(Photo-based referring expression data)
——

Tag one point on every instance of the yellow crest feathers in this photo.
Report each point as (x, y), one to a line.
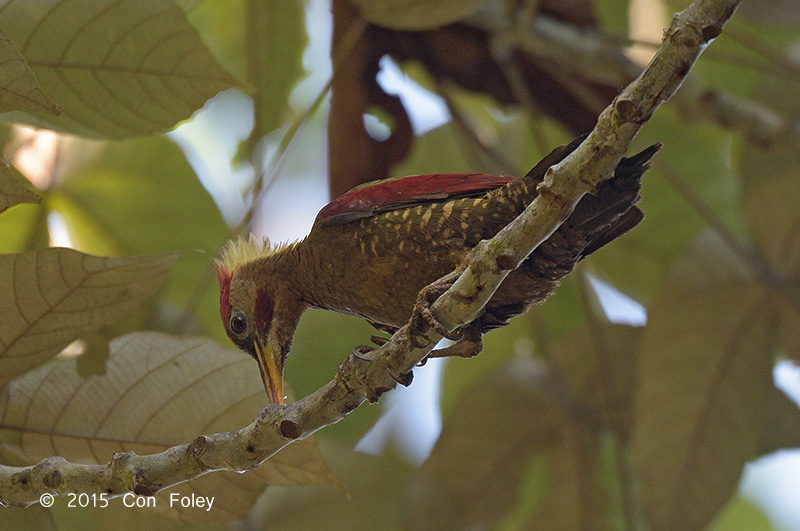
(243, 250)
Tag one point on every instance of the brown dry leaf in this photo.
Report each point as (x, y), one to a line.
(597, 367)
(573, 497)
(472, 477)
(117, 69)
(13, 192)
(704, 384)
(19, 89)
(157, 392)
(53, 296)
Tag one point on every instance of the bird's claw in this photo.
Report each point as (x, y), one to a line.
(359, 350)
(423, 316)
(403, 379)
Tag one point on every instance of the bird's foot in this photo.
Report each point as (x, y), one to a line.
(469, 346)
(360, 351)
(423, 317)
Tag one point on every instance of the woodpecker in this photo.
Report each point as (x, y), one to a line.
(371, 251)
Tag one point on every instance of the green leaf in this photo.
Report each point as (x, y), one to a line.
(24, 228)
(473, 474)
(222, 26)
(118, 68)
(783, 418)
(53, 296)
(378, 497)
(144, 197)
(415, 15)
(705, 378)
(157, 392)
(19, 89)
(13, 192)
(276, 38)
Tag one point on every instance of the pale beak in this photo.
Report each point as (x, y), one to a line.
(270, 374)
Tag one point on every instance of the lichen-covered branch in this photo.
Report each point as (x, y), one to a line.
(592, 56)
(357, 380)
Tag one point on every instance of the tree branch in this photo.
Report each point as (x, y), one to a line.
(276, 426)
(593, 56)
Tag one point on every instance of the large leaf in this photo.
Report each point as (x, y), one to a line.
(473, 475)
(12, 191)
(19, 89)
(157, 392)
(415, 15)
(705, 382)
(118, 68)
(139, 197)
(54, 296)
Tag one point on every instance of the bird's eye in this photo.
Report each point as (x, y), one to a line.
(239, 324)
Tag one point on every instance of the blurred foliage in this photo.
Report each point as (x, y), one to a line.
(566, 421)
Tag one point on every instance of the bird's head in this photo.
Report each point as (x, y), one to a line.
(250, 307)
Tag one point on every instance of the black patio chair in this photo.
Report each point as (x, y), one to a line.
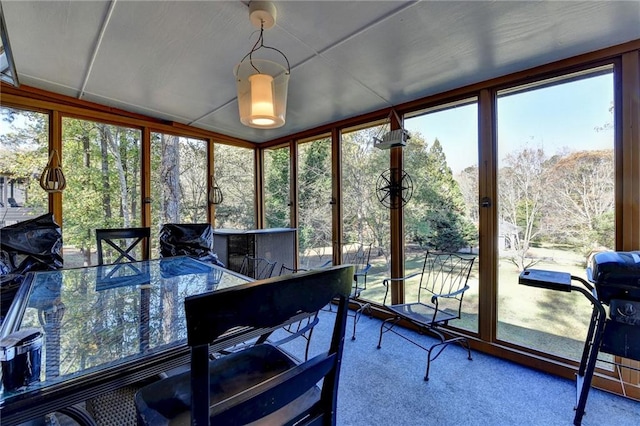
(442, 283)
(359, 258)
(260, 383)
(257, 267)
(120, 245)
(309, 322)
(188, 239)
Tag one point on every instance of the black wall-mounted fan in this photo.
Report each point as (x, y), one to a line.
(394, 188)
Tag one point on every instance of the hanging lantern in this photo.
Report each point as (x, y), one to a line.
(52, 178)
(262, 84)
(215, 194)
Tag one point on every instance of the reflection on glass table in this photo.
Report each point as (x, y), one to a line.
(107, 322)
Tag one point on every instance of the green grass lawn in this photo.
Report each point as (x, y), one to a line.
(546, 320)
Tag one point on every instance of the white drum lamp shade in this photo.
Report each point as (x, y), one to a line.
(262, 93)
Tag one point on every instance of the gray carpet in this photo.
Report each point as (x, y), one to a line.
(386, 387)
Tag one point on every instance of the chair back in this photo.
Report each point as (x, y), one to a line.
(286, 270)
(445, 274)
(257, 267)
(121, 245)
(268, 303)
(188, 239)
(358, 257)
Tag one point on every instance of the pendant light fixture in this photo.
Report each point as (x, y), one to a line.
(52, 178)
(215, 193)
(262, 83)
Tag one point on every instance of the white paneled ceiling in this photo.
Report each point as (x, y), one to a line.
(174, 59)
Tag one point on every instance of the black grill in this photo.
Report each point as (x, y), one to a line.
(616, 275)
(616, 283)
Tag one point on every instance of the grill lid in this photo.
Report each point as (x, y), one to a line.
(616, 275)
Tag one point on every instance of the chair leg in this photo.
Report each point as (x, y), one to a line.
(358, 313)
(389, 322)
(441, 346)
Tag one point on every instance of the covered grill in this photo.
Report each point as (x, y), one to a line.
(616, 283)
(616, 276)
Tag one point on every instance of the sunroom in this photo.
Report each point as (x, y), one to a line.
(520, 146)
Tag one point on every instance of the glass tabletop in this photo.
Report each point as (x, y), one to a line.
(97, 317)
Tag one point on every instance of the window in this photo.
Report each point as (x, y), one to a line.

——

**What you will do:**
Each line of the records that contains the string "covered" must be copied.

**Result of the exercise:**
Tag one point on every instance of the lichen-covered branch in this photo.
Tag one point on every instance of the covered grill in this photo.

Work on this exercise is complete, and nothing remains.